Compute how many lines in the records below contain the string "floor" and give that number without other output.

Dataset excerpts: Begin

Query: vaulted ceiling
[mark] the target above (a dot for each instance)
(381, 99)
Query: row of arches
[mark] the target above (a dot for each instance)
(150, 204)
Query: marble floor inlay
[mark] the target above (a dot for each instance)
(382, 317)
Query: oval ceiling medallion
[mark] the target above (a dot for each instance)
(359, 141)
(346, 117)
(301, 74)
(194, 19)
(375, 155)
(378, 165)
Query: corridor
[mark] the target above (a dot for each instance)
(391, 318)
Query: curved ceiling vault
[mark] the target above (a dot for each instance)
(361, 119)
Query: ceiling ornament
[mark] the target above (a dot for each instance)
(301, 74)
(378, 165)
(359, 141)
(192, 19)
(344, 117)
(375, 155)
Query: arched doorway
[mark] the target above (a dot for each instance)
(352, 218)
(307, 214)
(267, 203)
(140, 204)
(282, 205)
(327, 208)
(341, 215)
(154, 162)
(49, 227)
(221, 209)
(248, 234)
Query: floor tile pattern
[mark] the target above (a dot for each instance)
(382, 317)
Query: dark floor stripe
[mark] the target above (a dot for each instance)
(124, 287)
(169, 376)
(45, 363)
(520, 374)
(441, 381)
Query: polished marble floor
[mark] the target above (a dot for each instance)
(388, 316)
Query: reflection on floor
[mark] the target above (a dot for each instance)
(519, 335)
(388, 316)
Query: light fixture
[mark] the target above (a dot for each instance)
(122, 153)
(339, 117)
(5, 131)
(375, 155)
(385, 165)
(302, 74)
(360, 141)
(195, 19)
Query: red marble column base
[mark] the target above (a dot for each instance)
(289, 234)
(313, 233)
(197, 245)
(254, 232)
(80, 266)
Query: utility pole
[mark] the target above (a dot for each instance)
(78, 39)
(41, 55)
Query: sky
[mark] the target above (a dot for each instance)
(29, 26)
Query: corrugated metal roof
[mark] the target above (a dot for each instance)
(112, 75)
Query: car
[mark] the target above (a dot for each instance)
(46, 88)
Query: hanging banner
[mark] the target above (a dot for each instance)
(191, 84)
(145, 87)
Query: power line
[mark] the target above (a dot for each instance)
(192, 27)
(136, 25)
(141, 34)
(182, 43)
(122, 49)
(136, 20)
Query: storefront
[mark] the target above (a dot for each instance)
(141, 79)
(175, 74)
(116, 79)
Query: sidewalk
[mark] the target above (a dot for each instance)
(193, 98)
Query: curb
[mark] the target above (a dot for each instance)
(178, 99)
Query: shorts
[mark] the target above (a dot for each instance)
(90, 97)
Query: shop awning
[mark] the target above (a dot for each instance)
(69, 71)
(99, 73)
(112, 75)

Dataset excerpts: End

▶ **Solution to this exercise**: 5